(Stored dataset items)
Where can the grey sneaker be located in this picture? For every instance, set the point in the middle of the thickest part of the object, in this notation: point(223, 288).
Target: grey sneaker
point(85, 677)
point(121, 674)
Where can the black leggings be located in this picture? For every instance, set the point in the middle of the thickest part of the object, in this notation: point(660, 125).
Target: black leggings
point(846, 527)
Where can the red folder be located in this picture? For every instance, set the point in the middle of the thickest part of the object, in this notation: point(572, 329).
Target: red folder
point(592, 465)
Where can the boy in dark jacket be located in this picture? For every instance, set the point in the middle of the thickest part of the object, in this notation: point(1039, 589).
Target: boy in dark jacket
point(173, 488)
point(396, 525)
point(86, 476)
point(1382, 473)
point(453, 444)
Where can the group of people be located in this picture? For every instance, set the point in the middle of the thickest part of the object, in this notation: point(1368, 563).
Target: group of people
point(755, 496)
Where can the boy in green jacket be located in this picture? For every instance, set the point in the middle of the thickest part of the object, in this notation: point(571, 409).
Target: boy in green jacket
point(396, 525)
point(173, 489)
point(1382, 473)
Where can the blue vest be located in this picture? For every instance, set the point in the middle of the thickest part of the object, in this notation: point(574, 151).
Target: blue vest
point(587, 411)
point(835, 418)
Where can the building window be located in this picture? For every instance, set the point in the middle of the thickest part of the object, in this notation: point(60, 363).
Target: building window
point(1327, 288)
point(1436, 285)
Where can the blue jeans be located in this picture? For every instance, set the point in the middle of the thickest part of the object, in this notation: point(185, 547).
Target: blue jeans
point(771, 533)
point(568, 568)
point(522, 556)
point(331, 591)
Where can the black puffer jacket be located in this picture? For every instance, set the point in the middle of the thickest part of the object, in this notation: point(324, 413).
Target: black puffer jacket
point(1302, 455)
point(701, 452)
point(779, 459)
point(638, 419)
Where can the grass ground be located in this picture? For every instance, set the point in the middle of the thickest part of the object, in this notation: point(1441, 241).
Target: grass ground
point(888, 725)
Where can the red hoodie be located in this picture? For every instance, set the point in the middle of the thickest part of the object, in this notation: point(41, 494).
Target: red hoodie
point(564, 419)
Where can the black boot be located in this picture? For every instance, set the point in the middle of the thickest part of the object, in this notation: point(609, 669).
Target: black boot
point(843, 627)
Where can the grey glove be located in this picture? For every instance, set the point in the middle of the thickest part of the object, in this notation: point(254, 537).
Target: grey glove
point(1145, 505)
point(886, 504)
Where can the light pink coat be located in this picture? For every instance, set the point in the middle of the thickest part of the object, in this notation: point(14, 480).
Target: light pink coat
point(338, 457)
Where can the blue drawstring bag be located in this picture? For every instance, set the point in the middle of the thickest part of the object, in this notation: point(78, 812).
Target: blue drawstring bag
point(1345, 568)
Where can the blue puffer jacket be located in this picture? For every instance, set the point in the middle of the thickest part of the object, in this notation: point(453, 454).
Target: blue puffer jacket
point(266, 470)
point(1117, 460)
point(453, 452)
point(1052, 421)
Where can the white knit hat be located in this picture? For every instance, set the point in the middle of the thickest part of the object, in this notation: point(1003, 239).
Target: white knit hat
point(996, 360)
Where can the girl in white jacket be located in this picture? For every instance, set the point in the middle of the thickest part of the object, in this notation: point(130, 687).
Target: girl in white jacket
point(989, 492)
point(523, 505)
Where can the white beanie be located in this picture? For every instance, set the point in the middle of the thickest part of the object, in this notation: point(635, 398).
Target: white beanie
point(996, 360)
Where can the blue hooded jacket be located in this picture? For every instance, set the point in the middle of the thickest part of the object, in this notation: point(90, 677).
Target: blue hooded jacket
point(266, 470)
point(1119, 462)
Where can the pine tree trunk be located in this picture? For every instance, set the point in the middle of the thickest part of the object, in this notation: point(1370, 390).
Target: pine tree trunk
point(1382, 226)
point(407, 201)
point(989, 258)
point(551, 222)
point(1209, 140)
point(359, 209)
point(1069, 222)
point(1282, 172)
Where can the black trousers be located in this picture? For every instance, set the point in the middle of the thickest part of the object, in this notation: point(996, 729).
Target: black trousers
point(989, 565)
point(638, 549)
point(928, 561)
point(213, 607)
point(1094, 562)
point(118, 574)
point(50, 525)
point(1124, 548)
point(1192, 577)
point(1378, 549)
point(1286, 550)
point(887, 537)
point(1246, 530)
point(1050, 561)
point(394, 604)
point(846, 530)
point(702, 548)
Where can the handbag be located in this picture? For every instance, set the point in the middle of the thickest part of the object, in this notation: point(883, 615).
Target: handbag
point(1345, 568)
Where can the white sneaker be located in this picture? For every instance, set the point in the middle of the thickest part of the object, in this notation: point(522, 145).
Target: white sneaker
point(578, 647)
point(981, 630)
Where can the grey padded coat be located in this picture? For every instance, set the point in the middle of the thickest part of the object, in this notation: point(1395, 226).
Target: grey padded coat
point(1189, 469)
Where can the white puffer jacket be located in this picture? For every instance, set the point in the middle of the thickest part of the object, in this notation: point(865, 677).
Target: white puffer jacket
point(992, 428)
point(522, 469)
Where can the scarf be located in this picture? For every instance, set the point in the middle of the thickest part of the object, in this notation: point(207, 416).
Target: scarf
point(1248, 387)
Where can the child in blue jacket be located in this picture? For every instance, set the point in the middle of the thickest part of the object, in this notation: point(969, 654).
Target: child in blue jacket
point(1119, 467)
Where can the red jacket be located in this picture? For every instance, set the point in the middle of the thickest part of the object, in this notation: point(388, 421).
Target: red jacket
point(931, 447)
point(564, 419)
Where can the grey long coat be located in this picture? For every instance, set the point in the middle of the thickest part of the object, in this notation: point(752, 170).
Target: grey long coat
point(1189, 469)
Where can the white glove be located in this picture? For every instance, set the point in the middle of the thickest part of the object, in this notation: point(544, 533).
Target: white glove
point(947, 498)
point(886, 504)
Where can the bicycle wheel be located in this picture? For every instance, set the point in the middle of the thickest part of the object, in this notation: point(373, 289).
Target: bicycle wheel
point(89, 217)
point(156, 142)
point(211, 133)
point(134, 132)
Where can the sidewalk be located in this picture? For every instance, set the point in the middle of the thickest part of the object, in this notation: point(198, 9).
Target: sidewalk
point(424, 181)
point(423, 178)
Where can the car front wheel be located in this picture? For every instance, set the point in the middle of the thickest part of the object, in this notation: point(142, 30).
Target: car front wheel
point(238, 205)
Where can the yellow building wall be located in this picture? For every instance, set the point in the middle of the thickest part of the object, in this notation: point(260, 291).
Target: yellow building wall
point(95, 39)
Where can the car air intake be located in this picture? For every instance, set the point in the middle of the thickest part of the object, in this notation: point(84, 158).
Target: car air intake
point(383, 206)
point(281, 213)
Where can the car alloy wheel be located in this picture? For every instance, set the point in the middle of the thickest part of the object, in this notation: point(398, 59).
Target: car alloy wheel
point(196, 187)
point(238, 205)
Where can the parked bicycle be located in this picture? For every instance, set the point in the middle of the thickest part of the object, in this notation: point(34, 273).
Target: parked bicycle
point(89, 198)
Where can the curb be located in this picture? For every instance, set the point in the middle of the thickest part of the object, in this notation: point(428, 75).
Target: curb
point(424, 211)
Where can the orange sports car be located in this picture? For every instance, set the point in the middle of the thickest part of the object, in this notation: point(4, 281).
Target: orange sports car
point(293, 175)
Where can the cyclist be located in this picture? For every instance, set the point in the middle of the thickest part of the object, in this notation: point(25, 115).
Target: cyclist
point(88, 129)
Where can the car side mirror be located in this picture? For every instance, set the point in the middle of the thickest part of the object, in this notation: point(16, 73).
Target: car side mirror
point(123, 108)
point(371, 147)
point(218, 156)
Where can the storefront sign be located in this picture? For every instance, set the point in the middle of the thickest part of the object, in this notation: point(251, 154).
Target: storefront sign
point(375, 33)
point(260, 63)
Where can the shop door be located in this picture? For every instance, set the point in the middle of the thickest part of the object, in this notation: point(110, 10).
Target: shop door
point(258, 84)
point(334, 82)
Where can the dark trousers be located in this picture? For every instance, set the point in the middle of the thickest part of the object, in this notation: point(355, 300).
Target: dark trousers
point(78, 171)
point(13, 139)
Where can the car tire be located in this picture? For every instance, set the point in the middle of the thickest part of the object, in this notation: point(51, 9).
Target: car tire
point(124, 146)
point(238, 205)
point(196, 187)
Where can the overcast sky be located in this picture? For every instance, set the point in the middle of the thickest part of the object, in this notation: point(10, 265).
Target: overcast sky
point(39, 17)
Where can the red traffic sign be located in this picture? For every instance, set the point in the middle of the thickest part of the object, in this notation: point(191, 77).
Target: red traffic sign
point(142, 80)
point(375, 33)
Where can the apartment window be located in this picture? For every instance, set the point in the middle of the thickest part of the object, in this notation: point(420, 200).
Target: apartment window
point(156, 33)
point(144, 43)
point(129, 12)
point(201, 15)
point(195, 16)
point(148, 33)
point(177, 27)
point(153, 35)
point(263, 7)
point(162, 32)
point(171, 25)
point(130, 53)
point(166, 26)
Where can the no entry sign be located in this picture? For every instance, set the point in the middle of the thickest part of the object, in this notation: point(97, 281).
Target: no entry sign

## Your assignment:
If a line in the records above contains "entry", copy that line.

## Reply:
Where can the no entry sign be located in this picture? For every instance, set the point in the middle of the thickest part of the object, in this notation: point(97, 281).
Target: no entry sign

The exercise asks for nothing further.